+++ Records provided +++

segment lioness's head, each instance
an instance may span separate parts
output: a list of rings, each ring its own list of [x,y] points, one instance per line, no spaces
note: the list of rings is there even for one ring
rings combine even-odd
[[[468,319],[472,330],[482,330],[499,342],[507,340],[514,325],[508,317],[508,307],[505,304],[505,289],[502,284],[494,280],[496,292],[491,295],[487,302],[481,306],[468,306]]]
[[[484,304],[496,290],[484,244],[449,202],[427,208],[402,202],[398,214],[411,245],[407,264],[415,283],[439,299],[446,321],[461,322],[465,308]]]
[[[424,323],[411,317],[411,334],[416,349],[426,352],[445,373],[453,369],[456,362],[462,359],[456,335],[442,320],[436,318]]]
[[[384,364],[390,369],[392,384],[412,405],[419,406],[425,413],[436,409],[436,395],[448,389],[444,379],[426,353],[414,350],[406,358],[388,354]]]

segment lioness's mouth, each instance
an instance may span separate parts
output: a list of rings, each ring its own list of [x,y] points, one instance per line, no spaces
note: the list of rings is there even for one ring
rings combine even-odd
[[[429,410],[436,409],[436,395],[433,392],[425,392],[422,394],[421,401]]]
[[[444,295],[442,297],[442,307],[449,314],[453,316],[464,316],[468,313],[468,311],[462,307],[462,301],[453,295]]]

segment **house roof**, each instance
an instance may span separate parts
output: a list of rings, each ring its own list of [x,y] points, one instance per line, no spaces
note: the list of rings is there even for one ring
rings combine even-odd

+++

*Stated problem*
Extract every text line of each item above and reproduce it verbatim, without altering any wording or punctuation.

*Final result*
segment lioness's head, each instance
an instance may span separate parts
output: a list of rings, each ring its own list of [x,y] points, one instance per line, no spaces
note: the list of rings is there even for one ring
rings combine even-odd
[[[468,319],[472,330],[482,330],[499,342],[507,340],[514,325],[508,317],[508,307],[505,304],[505,289],[502,284],[494,280],[496,292],[491,295],[487,302],[481,306],[468,306]]]
[[[484,304],[496,290],[484,244],[449,202],[427,208],[402,202],[398,214],[411,245],[407,264],[415,283],[439,299],[446,321],[461,322],[465,308]]]
[[[424,323],[411,317],[411,334],[416,349],[426,352],[445,373],[453,369],[456,362],[462,359],[456,335],[442,320],[436,318]]]
[[[384,364],[390,369],[392,384],[412,405],[419,406],[425,413],[436,409],[436,395],[448,389],[444,379],[426,353],[414,350],[406,358],[388,354]]]

segment lioness's mouth, each instance
an instance may span separate parts
output: a list of rings, each ring its own list of [x,y] points, one instance per line, no spaces
note: the list of rings is there even for one ring
rings combine even-odd
[[[429,410],[436,409],[436,395],[433,392],[425,392],[422,394],[421,401]]]
[[[444,295],[442,297],[442,307],[449,314],[453,316],[464,316],[468,313],[468,311],[462,307],[462,301],[453,295]]]

segment **house roof**, each instance
an instance may span separate parts
output: a list of rings, each ring its own list of [x,y] points, one instance per line, no spaces
note: the list of rings is there even for one ring
rings combine even-odd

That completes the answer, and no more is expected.